Extracted records:
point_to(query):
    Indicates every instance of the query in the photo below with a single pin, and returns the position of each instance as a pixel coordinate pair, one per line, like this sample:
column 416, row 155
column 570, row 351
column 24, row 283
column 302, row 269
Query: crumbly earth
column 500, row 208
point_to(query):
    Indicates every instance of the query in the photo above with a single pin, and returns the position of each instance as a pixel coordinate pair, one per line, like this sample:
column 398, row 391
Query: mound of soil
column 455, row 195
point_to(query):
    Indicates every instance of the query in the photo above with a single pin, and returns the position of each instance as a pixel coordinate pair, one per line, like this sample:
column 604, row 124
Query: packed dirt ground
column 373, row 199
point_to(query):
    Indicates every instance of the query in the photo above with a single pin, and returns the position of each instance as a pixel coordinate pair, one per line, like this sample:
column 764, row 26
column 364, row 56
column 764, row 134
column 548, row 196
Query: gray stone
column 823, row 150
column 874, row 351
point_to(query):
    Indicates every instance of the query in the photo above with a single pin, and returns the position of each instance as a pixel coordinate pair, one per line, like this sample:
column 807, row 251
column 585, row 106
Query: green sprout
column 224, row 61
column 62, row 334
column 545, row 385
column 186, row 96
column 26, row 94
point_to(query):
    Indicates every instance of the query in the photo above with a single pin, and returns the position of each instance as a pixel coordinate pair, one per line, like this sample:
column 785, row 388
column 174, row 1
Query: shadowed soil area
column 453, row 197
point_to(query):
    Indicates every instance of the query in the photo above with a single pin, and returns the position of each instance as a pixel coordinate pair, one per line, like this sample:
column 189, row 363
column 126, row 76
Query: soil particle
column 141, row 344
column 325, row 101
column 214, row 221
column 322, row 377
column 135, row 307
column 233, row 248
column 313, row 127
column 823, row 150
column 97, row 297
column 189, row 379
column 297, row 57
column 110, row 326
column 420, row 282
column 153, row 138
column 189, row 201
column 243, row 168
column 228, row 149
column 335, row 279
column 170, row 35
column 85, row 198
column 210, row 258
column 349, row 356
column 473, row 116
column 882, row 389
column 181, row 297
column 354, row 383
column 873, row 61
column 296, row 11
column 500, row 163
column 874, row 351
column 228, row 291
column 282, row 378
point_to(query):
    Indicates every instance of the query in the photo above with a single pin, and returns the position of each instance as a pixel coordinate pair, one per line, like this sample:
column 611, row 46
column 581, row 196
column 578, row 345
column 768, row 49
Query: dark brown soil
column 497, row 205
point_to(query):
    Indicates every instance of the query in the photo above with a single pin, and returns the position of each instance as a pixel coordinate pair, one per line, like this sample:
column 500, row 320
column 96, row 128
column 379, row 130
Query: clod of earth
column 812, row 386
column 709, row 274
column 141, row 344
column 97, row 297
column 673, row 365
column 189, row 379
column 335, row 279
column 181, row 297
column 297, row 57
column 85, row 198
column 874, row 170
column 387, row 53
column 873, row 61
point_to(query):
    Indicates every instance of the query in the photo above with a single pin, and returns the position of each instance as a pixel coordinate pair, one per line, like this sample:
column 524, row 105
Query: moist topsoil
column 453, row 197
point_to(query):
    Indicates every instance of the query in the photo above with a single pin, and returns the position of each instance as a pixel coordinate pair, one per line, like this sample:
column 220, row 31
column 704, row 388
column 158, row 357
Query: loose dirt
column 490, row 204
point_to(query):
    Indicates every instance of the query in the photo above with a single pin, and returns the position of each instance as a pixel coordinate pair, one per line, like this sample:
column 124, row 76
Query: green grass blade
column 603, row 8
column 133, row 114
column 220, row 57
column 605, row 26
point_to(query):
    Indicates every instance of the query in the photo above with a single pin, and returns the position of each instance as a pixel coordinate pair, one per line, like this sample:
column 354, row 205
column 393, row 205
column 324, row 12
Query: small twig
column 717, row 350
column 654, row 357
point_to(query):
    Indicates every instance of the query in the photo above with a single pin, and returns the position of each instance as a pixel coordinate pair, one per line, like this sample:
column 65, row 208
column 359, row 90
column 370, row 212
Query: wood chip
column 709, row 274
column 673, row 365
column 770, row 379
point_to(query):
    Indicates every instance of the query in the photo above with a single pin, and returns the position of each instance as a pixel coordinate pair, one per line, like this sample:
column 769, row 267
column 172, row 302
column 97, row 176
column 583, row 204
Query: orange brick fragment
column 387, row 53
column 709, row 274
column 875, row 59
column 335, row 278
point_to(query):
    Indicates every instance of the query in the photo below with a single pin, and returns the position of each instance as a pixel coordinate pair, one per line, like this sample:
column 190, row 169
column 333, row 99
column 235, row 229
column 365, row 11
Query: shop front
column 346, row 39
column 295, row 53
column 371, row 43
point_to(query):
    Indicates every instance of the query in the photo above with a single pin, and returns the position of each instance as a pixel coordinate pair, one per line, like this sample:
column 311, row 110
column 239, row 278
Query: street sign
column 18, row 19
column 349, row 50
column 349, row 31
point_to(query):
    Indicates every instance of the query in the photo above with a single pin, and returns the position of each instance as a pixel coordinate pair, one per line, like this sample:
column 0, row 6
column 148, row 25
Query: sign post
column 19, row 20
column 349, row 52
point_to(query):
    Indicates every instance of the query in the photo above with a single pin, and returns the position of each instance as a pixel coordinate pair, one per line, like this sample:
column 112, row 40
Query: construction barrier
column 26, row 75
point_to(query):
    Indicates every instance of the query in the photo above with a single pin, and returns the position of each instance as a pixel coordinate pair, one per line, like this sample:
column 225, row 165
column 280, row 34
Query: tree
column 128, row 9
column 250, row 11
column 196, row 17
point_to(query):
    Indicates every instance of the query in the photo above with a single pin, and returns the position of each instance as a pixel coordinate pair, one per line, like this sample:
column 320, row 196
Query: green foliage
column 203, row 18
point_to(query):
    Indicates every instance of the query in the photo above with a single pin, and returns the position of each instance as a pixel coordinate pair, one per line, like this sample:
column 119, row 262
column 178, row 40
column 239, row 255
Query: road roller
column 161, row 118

ACTIVITY:
Here the job is to restate all of the data word for word.

TASK RESULT:
point_to(query):
    Indicates every instance of the query in the photo below with a single pin, and returns the position of each instance as a pixel coordinate pair, one per line, like this sample:
column 416, row 155
column 570, row 351
column 24, row 283
column 302, row 269
Query: crumbly earth
column 500, row 208
point_to(query):
    Indicates every instance of the query in the photo above with a single pin, and returns the position of each instance as a pixel coordinate pair, one per line, like this sample:
column 398, row 391
Query: mound of soil
column 455, row 195
point_to(query):
    Indicates every instance of the query in the photo above with a single pin, and returns the position of each instance as a pixel coordinate pair, one per line, like this sample:
column 604, row 124
Query: packed dirt ground
column 373, row 199
point_to(query):
    Indicates every instance of the query in the photo above with a single pin, and returns the position of each instance as a pixel coordinate pair, one per line, like this sample:
column 764, row 26
column 364, row 56
column 764, row 134
column 548, row 196
Query: gray stone
column 823, row 150
column 874, row 351
point_to(query):
    Indicates every instance of the query in the photo above with a single pin, and returns the position of each instance as a pixel coordinate pair, one per line, like this sample:
column 807, row 251
column 585, row 106
Query: green sprout
column 224, row 61
column 62, row 334
column 545, row 385
column 186, row 96
column 26, row 94
point_to(query):
    Indicates every instance of the query in the photo above with a single pin, and returns the position of each instance as a pixel coordinate pair, one per line, like this sample:
column 785, row 388
column 174, row 1
Query: shadowed soil area
column 453, row 197
point_to(query):
    Indicates every instance of the query in the photo above with a single pin, and returns the position of each instance as a pixel coordinate pair, one per line, like this sample:
column 189, row 363
column 126, row 76
Query: soil particle
column 141, row 344
column 325, row 101
column 214, row 221
column 322, row 377
column 135, row 307
column 233, row 248
column 313, row 127
column 823, row 150
column 97, row 297
column 189, row 379
column 297, row 57
column 110, row 326
column 420, row 282
column 153, row 138
column 189, row 201
column 243, row 168
column 228, row 149
column 335, row 279
column 170, row 35
column 85, row 198
column 210, row 258
column 349, row 356
column 473, row 116
column 882, row 389
column 181, row 297
column 354, row 383
column 873, row 61
column 296, row 11
column 500, row 163
column 874, row 351
column 228, row 291
column 282, row 378
point_to(query):
    Indicates every instance of the query in the photo above with a single pin, and returns the position of each instance as a pixel coordinate pair, one per line, like this sample:
column 611, row 46
column 581, row 196
column 578, row 345
column 768, row 49
Query: dark brown soil
column 497, row 205
point_to(query):
    Indicates every instance of the query in the photo above with a single pin, and returns the position of each instance as a pixel coordinate pair, one per line, like this sample:
column 500, row 320
column 96, row 128
column 379, row 130
Query: clod of earth
column 812, row 386
column 709, row 274
column 141, row 344
column 97, row 297
column 673, row 365
column 189, row 379
column 335, row 279
column 181, row 297
column 297, row 57
column 85, row 198
column 874, row 170
column 387, row 53
column 873, row 61
point_to(query):
    Indicates every instance of the query in the photo above with a single pin, and returns the position of each instance as a pixel coordinate pair, one per line, like this sample:
column 524, row 105
Query: moist topsoil
column 453, row 197
point_to(query):
    Indicates every instance of the query in the photo above with a single pin, and returns the position of each instance as a pixel coordinate pair, one per line, like this sample:
column 220, row 31
column 704, row 388
column 158, row 357
Query: loose dirt
column 490, row 204
point_to(query):
    Indicates every instance of the query in the photo above with a single pin, and returns the position of each instance as a pixel coordinate pair, one per line, like this sample:
column 124, row 76
Query: green grass blade
column 603, row 8
column 133, row 114
column 220, row 57
column 605, row 26
point_to(query):
    Indicates every instance of the query in the photo above with a single pin, and returns the position of each instance as a pixel coordinate pair, one per line, like this sample:
column 354, row 205
column 393, row 205
column 324, row 12
Query: small twig
column 717, row 350
column 654, row 357
point_to(query):
    Indicates every instance of the query in the photo above with a single pin, and returns the position of each instance as a pixel coordinate pair, one per line, like this sample:
column 65, row 208
column 359, row 90
column 370, row 212
Query: wood chip
column 709, row 274
column 673, row 365
column 770, row 379
point_to(query):
    Indicates every instance of the query in the photo above with a single pin, and returns the position of each instance as a pixel coordinate pair, one per line, like this sample:
column 769, row 267
column 172, row 302
column 97, row 176
column 583, row 204
Query: orange brick fragment
column 387, row 53
column 709, row 274
column 875, row 59
column 335, row 278
point_to(query):
    Indicates every instance of the query in the photo below with a single pin, and returns the position of each instance as a pixel coordinate pair, one per line, like this sample:
column 190, row 169
column 333, row 99
column 235, row 229
column 365, row 11
Query: shop front
column 346, row 39
column 295, row 53
column 371, row 43
point_to(query):
    Indicates every instance of the query in the photo above with a single pin, and returns the position of each instance as a pixel coordinate pair, one per line, like this sample:
column 311, row 110
column 239, row 278
Query: street sign
column 18, row 19
column 349, row 50
column 349, row 31
point_to(query):
    Indicates every instance of the query in the photo above with a single pin, and returns the position of each instance as a pixel coordinate pair, one per line, like this sample:
column 0, row 6
column 148, row 25
Query: sign post
column 19, row 20
column 349, row 52
point_to(query):
    Indicates every instance of the query in the photo above with a single pin, and returns the position of each instance as a pixel coordinate pair, one per line, like this sample:
column 112, row 40
Query: construction barrier
column 26, row 75
point_to(query):
    Indicates every instance of the query in the photo above with a single pin, and returns the position of each instance as a pixel coordinate pair, one per line, like this sample:
column 225, row 165
column 280, row 34
Query: tree
column 128, row 9
column 250, row 11
column 196, row 17
point_to(query):
    Indicates every instance of the query in the photo above with a single pin, and returns the position of each instance as a pixel coordinate pair, one per line, like this sample:
column 320, row 196
Query: green foliage
column 203, row 18
point_to(query):
    Indicates every instance of the query in the photo above with a single pin, and returns the position of each instance as a pixel coordinate pair, one per line, like this sample:
column 119, row 262
column 178, row 40
column 239, row 255
Query: road roller
column 161, row 118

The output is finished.